▶ Exercise instructions
1. Transcribe the article on estate income and HMRC online services from "Further details on" up to and including "or Northern Ireland.".
2. According to the article on estate income and HMRC online services, by what date must complex estates be registered with the Estates Online Service?
3. Write a continuation of the article on estate income and HMRC online services, starting after its final sentence.

05 July 2022 - Article
HMRC and the ICAEW (Institute of Chartered Accountants in England and Wales) have provided useful information on how personal representatives should report what has been paid to beneficiaries from estates which they are administering. They also explain how beneficiaries should report that income on self-assessment tax returns and R40s (claims for repayment of tax deducted from savings and investments).
Problems had arisen as, from 6 April 2016, a personal savings and dividend allowance was introduced for individuals, and tax on savings is no longer being deducted at source by financial institutions.
In essence, where income from an estate in administration is paid out to beneficiaries, personal representatives need to let beneficiaries know:
• What income they are entitled to,
• How much of it consists of dividends received before and after 6 April 2016, and
• Whether it includes any untaxed bank interest.
Further details on how provide the information to beneficiaries, and what to put in which box of the R185 can be found on the ICAEW website here
The subject is of interest to charities because they are entitled to recover any tax deducted during the estate administration on their share of an estate.
Online developments at HMRC – IHT applications and online register of trusts and estates
There have been two major developments at HMRC in terms of what can be processed online:
1. IHT applications
Firstly, the online inheritance tax return service is now available to the general public for excepted estates where IHT is unlikely to be payable and where the deceased was a permanent resident of England, Wales or Northern Ireland.
The form is completed on screen using Adobe Reader, and there is information available to assist, including a checklist to help applicants check whether they can complete Inheritance Tax estate information online, available here
2. Online register of trusts and estates
Secondly, HMRC's online register of trusts and estates is also now available, replacing form 41G (Trusts). Trusts and estates which have a UK tax liability will need to be registered with the service by 31 January 2018 (or 5 December 2017 in most cases) including any already notified to HMRC using form 41G. Those wanting to access the system need to sign into or set up a Government Gateway account. Each trust's income and gains will then be reported after the end of the tax year on a Self Assessment Trust and Estate Tax Return.
HMRC says, in relation to the Estates Online Service, registration for complex estates needs to happen by 5 October of the tax year after the estate is set up. Information to be provided includes details of the estate, personal representative, deceased person, the tax years for which the estate needs to declare Income Tax or CGT, and if the administration period has ended, the period end date.
The Trusts Online Service will also be used to pay Income Tax and Capital Gains Tax. New trusts need to register by 5 October of the tax year after the trust is set up (or when it starts to receive income or make chargeable gains, if later). To be provided are details of the trust, trustees, settlors, beneficiaries, others with influence or involvement in the trust and assets settled into the trust, and of any protector who has been appointed, together with the tax years for which the trust needs to declare the tax liability.
A will trust with a tax liability will also need to be registered (or one set up following an intestacy), for which details of the deceased will need to be provided.
More information can be found here
The online register is very much in the news at the moment and lots of trusts/estates are having to register, even if they have been paying tax and submitting tax returns previously.

▶ Extracted entries
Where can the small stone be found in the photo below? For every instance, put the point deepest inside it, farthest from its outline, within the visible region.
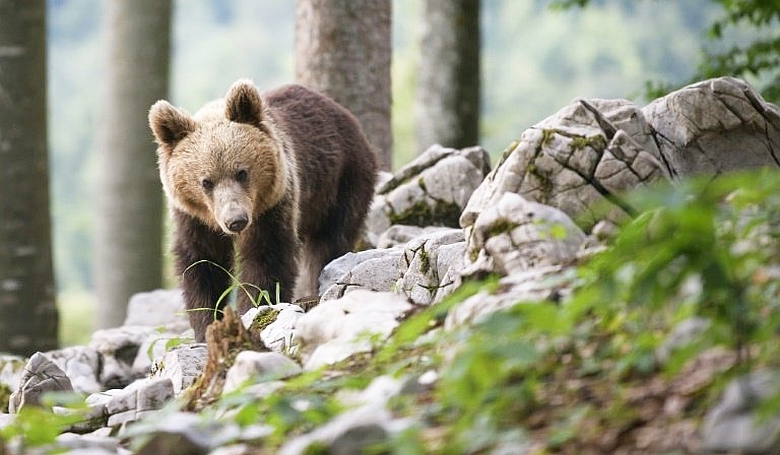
(40, 376)
(182, 365)
(259, 367)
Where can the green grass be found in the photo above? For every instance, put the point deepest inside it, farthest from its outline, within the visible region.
(77, 317)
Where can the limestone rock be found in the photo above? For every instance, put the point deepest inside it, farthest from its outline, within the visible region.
(336, 329)
(426, 260)
(119, 348)
(515, 235)
(715, 126)
(351, 432)
(82, 365)
(735, 424)
(432, 190)
(260, 367)
(40, 376)
(158, 308)
(181, 365)
(590, 151)
(535, 285)
(278, 336)
(378, 270)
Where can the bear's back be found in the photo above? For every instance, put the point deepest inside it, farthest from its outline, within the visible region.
(332, 153)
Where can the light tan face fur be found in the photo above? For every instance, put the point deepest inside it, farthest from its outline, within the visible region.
(221, 171)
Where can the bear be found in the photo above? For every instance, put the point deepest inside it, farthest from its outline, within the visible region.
(274, 185)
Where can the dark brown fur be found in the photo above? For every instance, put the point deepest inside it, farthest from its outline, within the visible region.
(312, 175)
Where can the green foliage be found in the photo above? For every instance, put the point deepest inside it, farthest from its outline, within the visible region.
(38, 426)
(706, 248)
(236, 285)
(717, 236)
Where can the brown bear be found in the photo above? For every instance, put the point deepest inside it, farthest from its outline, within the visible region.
(279, 182)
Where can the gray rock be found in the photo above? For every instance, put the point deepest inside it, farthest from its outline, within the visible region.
(278, 336)
(350, 433)
(85, 443)
(183, 434)
(589, 151)
(159, 308)
(259, 367)
(401, 234)
(40, 376)
(336, 329)
(422, 269)
(715, 126)
(376, 274)
(334, 271)
(136, 400)
(154, 393)
(685, 333)
(735, 424)
(432, 190)
(11, 370)
(181, 365)
(515, 235)
(81, 364)
(119, 347)
(535, 285)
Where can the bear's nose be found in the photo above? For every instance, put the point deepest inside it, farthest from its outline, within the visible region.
(238, 223)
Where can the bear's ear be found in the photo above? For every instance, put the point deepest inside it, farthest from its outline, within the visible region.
(243, 103)
(169, 125)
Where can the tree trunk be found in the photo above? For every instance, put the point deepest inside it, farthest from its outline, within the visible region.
(343, 49)
(28, 313)
(447, 96)
(130, 203)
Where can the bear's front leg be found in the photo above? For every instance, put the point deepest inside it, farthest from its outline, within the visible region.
(202, 257)
(269, 257)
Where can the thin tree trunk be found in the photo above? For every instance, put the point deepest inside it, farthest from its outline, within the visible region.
(343, 49)
(447, 97)
(28, 314)
(130, 203)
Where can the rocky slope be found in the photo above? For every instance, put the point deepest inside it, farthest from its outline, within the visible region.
(470, 323)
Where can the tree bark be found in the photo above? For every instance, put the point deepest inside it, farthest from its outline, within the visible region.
(28, 313)
(447, 96)
(130, 203)
(343, 49)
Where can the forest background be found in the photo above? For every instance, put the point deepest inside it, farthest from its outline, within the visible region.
(534, 61)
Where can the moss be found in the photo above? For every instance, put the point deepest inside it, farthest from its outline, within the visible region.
(425, 260)
(263, 320)
(547, 137)
(421, 214)
(597, 142)
(507, 153)
(5, 396)
(545, 182)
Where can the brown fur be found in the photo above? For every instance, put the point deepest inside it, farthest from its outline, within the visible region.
(285, 178)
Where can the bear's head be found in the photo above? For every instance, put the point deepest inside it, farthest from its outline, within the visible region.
(224, 165)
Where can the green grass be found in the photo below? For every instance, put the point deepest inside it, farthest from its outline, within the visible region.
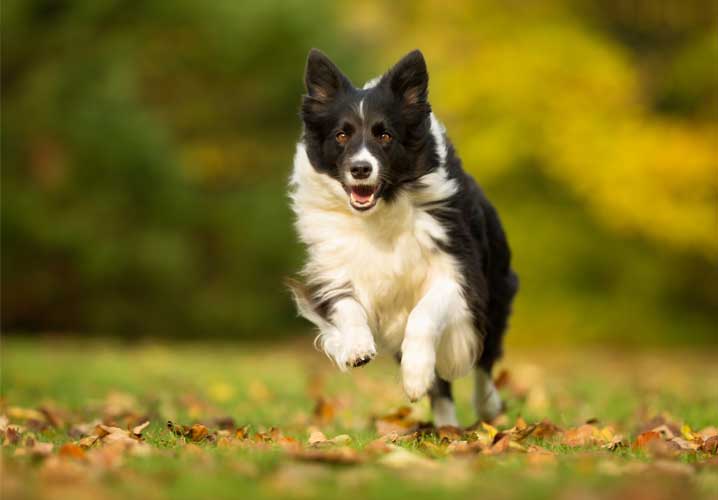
(277, 385)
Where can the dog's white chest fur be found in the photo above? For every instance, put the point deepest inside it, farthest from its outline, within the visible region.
(386, 259)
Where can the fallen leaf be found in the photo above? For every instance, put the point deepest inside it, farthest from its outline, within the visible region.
(324, 411)
(72, 450)
(400, 458)
(616, 443)
(137, 430)
(316, 437)
(448, 433)
(35, 449)
(644, 438)
(399, 422)
(710, 445)
(198, 432)
(342, 455)
(584, 435)
(17, 413)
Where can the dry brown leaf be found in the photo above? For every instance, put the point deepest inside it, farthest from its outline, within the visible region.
(34, 449)
(316, 437)
(448, 433)
(72, 450)
(685, 445)
(708, 432)
(502, 445)
(12, 435)
(341, 455)
(399, 422)
(616, 443)
(341, 439)
(584, 435)
(644, 438)
(400, 458)
(324, 411)
(710, 445)
(198, 432)
(545, 429)
(137, 430)
(17, 413)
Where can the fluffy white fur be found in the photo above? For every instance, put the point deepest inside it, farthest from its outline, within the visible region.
(405, 292)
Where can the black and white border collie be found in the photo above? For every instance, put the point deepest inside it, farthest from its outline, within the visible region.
(404, 250)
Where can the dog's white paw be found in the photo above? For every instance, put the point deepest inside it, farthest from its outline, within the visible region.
(418, 365)
(351, 348)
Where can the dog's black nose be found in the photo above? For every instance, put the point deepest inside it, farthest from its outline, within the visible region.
(360, 170)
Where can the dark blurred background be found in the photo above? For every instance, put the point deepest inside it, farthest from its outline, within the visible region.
(146, 148)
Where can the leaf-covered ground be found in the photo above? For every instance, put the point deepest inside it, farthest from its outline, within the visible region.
(278, 420)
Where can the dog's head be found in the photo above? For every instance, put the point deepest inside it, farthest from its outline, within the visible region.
(374, 141)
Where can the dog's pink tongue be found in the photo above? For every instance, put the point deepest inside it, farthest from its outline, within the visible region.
(362, 194)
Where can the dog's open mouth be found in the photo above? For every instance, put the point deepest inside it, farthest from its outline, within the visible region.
(363, 197)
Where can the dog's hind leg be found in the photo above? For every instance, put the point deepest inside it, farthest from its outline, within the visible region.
(486, 398)
(442, 403)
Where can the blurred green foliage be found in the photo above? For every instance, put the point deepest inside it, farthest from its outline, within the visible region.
(146, 147)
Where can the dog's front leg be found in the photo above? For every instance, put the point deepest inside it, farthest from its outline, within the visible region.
(424, 328)
(348, 340)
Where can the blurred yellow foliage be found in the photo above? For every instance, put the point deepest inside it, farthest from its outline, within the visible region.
(527, 84)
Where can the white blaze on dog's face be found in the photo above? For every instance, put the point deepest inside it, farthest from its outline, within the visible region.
(373, 141)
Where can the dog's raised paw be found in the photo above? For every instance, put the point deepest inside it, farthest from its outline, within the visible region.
(361, 361)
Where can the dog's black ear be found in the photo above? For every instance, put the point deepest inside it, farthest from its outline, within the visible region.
(409, 81)
(324, 81)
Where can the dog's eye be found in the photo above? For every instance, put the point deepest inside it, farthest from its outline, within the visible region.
(342, 138)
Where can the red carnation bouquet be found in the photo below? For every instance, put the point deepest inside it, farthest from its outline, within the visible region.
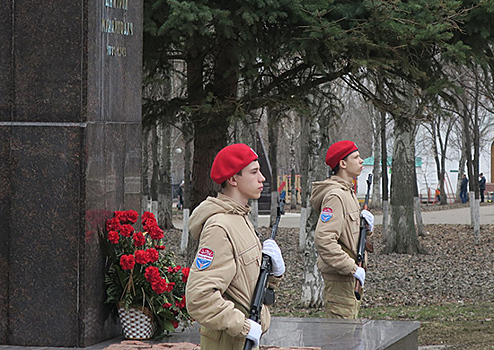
(141, 272)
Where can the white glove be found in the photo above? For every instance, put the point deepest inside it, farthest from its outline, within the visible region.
(270, 247)
(369, 218)
(255, 332)
(360, 275)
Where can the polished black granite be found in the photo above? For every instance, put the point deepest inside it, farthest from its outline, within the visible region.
(331, 334)
(327, 334)
(70, 154)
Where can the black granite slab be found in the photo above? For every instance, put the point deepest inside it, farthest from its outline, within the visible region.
(70, 143)
(327, 334)
(330, 334)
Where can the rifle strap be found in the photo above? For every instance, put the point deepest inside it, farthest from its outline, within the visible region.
(348, 251)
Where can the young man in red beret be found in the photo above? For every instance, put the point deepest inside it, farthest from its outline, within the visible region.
(224, 273)
(338, 228)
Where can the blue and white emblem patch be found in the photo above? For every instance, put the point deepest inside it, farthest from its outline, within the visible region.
(326, 214)
(204, 258)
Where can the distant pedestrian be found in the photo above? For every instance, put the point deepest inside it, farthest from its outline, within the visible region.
(482, 187)
(438, 195)
(463, 189)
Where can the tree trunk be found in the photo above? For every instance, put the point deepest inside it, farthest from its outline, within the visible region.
(165, 197)
(472, 169)
(416, 205)
(461, 167)
(384, 178)
(273, 118)
(402, 236)
(156, 170)
(146, 188)
(304, 180)
(376, 171)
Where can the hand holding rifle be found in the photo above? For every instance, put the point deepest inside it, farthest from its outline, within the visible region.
(366, 224)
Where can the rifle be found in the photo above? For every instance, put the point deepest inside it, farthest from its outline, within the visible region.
(362, 238)
(263, 294)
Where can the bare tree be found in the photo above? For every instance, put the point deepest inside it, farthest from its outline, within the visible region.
(315, 142)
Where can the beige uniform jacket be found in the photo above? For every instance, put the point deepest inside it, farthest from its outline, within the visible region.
(338, 226)
(226, 267)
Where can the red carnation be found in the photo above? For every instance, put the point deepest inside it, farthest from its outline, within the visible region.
(159, 286)
(147, 216)
(139, 239)
(153, 255)
(131, 216)
(180, 304)
(142, 257)
(126, 230)
(154, 231)
(113, 224)
(113, 237)
(152, 274)
(185, 272)
(127, 262)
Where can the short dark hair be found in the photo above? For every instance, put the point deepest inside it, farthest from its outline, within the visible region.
(223, 184)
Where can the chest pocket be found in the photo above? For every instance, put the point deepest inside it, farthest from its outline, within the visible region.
(249, 262)
(354, 221)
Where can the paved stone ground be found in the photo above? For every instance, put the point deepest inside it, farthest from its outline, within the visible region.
(139, 345)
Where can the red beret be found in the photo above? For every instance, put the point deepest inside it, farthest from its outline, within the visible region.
(338, 151)
(230, 160)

▶ Results by task
1.
Further details on how provide the information to beneficiaries, and what to put in which box of the R185 can be found on the ICAEW website here
The subject is of interest to charities because they are entitled to recover any tax deducted during the estate administration on their share of an estate.
Online developments at HMRC – IHT applications and online register of trusts and estates
There have been two major developments at HMRC in terms of what can be processed online:
1. IHT applications
Firstly, the online inheritance tax return service is now available to the general public for excepted estates where IHT is unlikely to be payable and where the deceased was a permanent resident of England, Wales or Northern Ireland.

2. By 5 October of the tax year after the estate is set up.

3.
It will be particularly relevant where a charity or its officers are an executor as they will have to ensure that the estate is registered, whilst other executors will also have the obligation to register.
Digitised probate applications at HMCTS
Not to be outdone by HMRC, HMCTS (the Courts and Tribunals Service) have also been making 'progress' in the online sphere. In July they published a blog discussing the development of a new online application form for personal applicants and solicitors, read here.
As set out on the blog, private beta testing of the service for personal applicants started in June and will last for about six months. It is initially being used for simple cases, for instance where there is only one executor and an original will is available. The system will incorporate a digital Statement of Truth, removing the need to swear an oath at a Probate Registry or solicitor's office. Whilst the blog does not say how this will work in practice, the Law Society Gazette reports that the service is likely to use the existing Gov.UK Verify service, which uses third party companies to authenticate an individual's online identity. View here
The team are now researching and developing the service which will ultimately be available for professional users. Research shows that solicitors have different needs according to the size of the firm and level of experience in this field. The aim is to create an appropriate service which will reduce the number of returned applications from solicitors.
The reality is that people may find it easier to 'accidentally' omit assets if they are interacting with a computer rather than a real person. The formality of an oath is quite rightly taken seriously by many who otherwise may be tempted to stray. These concerns appear simply not to be addressed.
The blog says that probate hearings may also eventually be incorporated by the system – although it's far from clear what that means.
'Making a Will – Law Commission Report 231
The Law Commission has published its consultation on the law of wills. Full details and copies of the relevant documents can be found here.
Given that it is estimated that around 40% of the adult population do not have a will, and that where a will has been made issues with validity can arise, the consultation is looking to see whether and how the law surrounding wills should be updated.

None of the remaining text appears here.